▶ 取り組む課題:
**1.** 試合記事によると、仙台大は決勝で東日本国際大に何対何で勝ったか。
**2.** 試合記事に書かれている理由に基づき、川和田投手が今大会で投げていないのはなぜか説明せよ。
**3.** 仙台大の試合記事を、最後の文の後から書き継げ。

▶ 提示された文章:

明治神宮大会出場を決め、笑顔でスタンドに駆け寄る仙台大の選手たち

<第14回東北地区大学野球代表決定戦:仙台大6-4東日本国際大>◇30日◇決勝◇仙台市民

「バカヤロウ、任せろ!」。仙台大1点リードの7回、1死三塁のピンチをつくり交代を告げられた4番手・ジャクソン 海投手(3年=エピングボーイズ)からボールを受け取った佐藤 亜蓮投手(4年=由利工)は、唇を噛む後輩に対しクールに言葉を掛けた。2人はプライベートでも仲が良く、ジャクソンは佐藤のことを「兄貴」と慕う。前日は先発し8回、103球を投げていた佐藤。疲れを感じさせない投球で当たっていた東日本国際大の4、5番を打ち取り、大きな雄叫びを上げた。

 明治神宮大会出場を懸け行われた、東北地区大学野球代表決定戦の決勝。仙台大が東日本国際大を6対4で下し、2年連続2度目の出場を決めた。仙台大の強みは秋季リーグ戦で防御率0点台を記録した投手陣。中心を担うのは今秋防御率0.36の左腕・長久保 滉成投手(4年=弘前学院聖愛)と、同0.30の右腕・川和田 悠太投手(3年=八千代松陰)だ。しかし今大会は川和田が肘のコンディション不良で登録メンバーを外れ、この日の決勝に先発した長久保は逆転の満塁本塁打を浴び4回途中でマウンドを降りた。

▶ 提供された一覧:
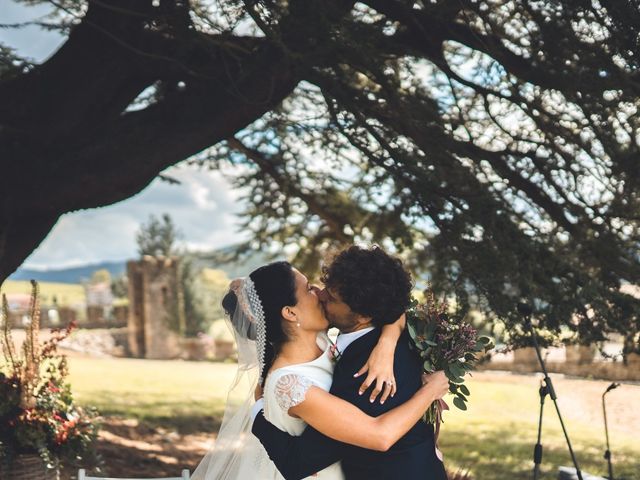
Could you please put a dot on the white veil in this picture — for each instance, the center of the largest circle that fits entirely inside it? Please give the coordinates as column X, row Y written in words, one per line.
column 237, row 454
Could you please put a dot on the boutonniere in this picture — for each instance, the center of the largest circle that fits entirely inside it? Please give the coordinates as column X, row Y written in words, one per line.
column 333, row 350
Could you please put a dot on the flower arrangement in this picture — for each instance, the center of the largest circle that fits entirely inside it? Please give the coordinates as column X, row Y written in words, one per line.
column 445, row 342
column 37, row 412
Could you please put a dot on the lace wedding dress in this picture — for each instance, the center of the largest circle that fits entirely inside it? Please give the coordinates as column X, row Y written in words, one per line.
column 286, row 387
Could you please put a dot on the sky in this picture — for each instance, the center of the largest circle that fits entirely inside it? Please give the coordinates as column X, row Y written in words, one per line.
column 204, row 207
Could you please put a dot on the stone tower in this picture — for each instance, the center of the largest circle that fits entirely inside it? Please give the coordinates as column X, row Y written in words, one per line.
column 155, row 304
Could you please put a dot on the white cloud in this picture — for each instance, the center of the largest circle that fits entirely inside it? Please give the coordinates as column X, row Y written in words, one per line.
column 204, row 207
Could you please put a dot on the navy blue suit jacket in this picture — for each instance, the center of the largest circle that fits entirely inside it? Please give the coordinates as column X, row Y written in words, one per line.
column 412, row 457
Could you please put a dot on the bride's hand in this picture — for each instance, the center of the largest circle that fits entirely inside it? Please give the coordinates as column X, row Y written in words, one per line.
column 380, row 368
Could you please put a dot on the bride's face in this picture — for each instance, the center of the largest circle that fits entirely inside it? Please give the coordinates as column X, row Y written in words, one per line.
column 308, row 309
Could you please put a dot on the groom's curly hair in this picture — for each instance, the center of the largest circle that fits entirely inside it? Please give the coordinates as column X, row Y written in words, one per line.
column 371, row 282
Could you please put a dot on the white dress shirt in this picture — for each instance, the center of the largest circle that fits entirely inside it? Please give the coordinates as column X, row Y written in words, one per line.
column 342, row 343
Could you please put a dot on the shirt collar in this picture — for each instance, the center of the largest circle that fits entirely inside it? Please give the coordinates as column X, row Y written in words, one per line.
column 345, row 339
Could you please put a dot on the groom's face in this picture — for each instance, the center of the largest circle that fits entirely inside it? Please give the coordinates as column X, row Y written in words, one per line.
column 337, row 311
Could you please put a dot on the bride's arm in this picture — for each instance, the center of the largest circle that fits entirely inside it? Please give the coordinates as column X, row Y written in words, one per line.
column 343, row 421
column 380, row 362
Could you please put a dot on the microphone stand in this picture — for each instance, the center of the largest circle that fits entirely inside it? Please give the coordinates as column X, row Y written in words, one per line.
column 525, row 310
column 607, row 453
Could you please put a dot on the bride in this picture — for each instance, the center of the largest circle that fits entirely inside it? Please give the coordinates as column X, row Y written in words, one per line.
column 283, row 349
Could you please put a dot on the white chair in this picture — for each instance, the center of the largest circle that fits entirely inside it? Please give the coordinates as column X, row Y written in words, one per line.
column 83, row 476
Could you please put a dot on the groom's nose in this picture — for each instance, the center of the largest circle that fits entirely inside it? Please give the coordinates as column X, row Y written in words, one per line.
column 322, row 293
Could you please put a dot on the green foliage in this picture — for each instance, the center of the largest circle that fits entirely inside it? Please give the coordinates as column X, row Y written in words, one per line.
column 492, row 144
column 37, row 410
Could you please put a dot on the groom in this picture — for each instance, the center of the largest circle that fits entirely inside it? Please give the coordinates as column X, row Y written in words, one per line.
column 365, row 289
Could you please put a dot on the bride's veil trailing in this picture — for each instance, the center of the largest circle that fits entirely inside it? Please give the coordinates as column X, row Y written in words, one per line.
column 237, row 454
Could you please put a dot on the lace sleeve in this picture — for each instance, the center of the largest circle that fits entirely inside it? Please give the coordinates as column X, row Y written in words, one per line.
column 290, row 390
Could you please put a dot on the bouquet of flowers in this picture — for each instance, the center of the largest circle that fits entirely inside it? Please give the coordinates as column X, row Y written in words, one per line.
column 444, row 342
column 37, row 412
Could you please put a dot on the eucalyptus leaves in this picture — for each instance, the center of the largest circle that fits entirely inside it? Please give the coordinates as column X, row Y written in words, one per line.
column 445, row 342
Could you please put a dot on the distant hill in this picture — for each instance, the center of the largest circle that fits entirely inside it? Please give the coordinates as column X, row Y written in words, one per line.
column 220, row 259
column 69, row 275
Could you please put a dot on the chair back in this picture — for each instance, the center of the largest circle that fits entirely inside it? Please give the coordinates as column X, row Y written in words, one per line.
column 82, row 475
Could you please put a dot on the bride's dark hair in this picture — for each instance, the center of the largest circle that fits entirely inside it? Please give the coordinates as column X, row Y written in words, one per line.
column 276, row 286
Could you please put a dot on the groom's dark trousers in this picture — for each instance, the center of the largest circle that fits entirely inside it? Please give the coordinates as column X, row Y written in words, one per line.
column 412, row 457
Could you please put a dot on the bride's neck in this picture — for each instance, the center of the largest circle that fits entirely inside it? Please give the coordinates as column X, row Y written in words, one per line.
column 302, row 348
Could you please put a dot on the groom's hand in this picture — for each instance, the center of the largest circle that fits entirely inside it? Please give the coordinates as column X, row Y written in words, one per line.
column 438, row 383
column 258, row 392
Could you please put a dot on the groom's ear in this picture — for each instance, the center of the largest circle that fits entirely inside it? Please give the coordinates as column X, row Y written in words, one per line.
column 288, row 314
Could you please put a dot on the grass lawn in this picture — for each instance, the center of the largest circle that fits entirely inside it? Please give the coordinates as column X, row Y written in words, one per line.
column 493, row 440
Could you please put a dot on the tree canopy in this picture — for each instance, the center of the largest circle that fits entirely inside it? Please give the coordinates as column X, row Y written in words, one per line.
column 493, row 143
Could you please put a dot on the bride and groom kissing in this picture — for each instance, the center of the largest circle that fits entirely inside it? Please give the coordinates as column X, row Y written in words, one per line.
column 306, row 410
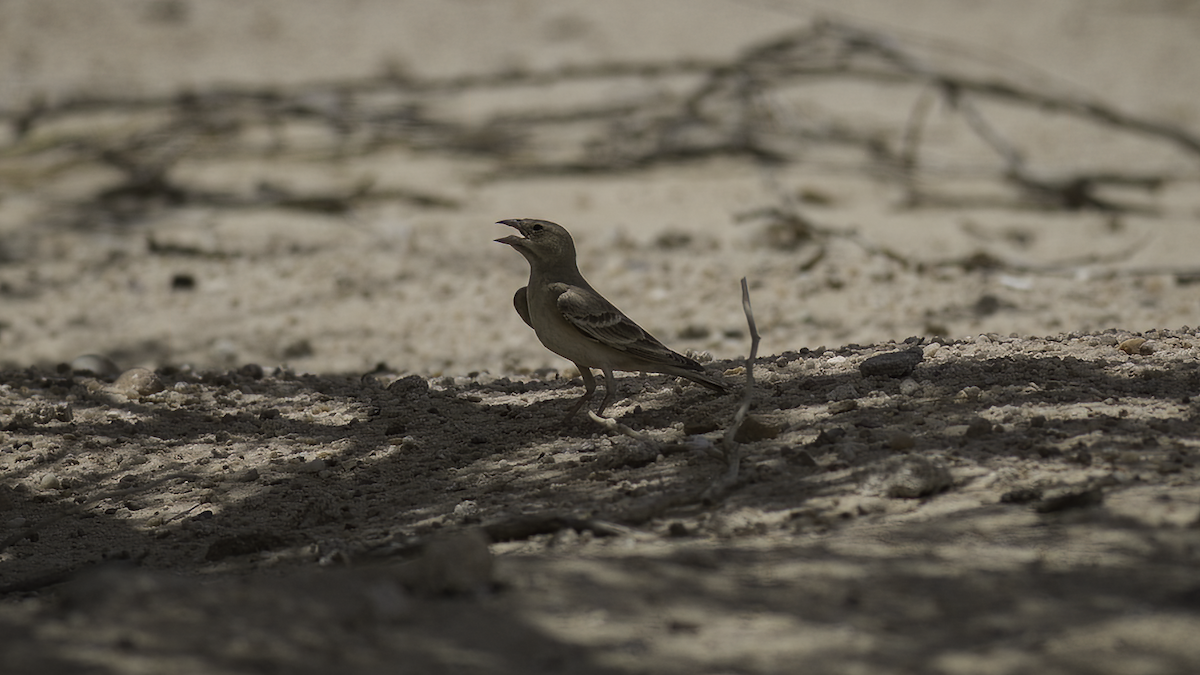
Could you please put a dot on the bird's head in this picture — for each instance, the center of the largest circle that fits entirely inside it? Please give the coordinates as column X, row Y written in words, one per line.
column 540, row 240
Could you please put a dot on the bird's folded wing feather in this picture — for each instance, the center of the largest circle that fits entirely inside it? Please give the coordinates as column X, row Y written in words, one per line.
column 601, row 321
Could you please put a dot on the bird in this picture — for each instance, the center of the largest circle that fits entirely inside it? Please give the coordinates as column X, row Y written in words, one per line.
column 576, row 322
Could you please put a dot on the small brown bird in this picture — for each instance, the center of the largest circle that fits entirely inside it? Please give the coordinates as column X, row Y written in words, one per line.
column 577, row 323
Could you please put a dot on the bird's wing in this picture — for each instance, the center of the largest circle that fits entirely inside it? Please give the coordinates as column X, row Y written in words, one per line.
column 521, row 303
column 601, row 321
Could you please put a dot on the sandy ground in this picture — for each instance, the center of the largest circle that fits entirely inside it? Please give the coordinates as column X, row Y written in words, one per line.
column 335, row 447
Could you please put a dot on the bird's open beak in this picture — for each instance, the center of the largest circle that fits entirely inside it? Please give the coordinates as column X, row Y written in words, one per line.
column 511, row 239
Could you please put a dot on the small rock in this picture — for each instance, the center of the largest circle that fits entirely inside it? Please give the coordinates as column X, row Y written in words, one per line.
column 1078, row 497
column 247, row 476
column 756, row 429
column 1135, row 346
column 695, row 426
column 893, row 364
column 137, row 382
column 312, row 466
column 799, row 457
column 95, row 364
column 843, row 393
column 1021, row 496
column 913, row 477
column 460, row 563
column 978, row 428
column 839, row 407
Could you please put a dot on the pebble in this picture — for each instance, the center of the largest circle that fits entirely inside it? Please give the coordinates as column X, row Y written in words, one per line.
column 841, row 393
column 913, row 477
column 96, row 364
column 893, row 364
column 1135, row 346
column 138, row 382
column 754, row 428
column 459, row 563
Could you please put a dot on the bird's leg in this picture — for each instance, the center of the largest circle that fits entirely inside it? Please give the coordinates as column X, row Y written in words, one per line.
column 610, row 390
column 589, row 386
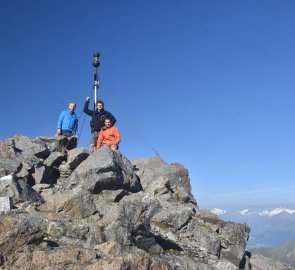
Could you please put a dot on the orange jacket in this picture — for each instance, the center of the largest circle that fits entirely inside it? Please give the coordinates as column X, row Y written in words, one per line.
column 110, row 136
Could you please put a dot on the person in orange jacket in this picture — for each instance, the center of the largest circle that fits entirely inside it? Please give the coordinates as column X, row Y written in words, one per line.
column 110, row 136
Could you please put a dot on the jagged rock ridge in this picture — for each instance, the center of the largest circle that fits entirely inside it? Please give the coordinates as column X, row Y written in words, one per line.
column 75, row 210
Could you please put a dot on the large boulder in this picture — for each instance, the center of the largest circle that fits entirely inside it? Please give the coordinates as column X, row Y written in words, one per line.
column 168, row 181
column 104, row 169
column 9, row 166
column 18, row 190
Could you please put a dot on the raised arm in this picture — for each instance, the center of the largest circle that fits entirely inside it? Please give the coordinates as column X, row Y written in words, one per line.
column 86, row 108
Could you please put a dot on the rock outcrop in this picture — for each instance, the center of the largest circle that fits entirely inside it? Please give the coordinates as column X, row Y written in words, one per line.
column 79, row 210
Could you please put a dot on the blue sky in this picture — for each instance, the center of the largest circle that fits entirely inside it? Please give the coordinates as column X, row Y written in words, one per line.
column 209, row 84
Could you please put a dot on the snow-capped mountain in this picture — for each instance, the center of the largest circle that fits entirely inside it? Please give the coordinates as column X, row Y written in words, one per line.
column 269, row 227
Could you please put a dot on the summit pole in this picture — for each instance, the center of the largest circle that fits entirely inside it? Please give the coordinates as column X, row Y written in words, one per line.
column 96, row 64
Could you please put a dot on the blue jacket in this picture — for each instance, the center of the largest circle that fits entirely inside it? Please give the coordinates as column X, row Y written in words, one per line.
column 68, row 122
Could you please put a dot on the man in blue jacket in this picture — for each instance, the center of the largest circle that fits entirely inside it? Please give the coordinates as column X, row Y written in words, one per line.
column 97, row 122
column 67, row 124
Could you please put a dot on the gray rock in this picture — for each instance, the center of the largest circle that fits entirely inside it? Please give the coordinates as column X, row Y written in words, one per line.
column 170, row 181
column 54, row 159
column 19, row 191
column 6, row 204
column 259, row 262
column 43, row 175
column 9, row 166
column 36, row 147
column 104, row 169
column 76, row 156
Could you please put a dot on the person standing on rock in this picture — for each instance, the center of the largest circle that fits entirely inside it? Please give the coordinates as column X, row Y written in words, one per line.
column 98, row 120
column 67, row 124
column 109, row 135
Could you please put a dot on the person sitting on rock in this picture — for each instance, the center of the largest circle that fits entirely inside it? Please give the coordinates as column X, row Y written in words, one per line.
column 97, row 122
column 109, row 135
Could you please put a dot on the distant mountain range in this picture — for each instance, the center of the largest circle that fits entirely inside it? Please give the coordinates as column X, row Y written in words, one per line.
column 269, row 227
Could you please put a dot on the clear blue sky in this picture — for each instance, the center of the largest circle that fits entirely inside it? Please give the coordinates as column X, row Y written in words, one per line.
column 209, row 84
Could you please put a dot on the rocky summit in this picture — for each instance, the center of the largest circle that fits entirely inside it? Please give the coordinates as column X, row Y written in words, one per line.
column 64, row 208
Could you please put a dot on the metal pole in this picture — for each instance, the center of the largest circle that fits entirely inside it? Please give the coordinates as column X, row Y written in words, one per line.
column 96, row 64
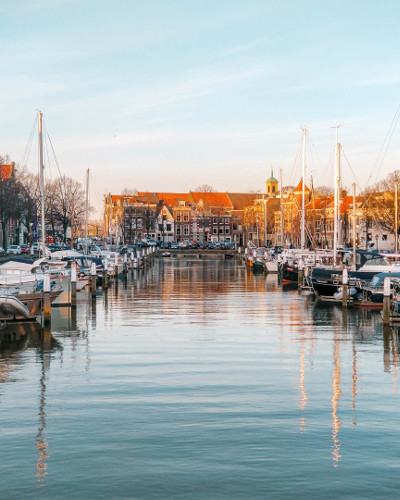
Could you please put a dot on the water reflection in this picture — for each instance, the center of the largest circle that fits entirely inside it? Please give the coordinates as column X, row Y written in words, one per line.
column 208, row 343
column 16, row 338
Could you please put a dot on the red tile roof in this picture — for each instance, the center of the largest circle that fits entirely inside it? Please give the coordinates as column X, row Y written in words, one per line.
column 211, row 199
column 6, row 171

▶ 演習の結果:
**1.** 6対4で勝った。

**2.** 川和田投手は肘のコンディション不良のため、今大会の登録メンバーから外れた。

**3.**
 この窮地を救ったのが、先発も中継ぎもできる佐藤と、オーストラリア代表としてU23W杯でも活躍したジャクソンの2人。前日の青森大戦では先発した佐藤が8回11奪三振無失点と好投し、最終回はジャクソンが三者凡退に抑え試合を締めくくった。決勝は点の奪い合いとなったが、6回以降は2人で0に抑えた。ジャクソンは「投げきれなかったのは悔しかったけど、大好きな先輩の亜蓮さんが抑えてくれて嬉しかった。鳥肌が立った」と7回の場面を振り返り、佐藤は「1年の時から投手陣を引っ張ってきてくれた長久保が打たれてしまった。それでも他の投手陣がつないでくれて、味方打線も逆転してくれたので、絶対に抑えたかった」と雄叫びの理由を明かしてくれた。

 好救援を見せたのは2人だけではない。長久保の後を受け4回途中から登板した須崎 雄大投手(3年=東海大市原望洋)は打者2人を抑え、5回は大学公式戦初登板となった篠塚 太稀投手(2年=千葉黎明)が直球と2種類のカットボールを駆使し無失点投球。大事な試合でデビューを果たした篠塚は「絶対的エースの長久保さんが打たれて動揺はあったけど、なんとか0に抑えて流れを持ってくることができた」と安堵の表情を浮かべた。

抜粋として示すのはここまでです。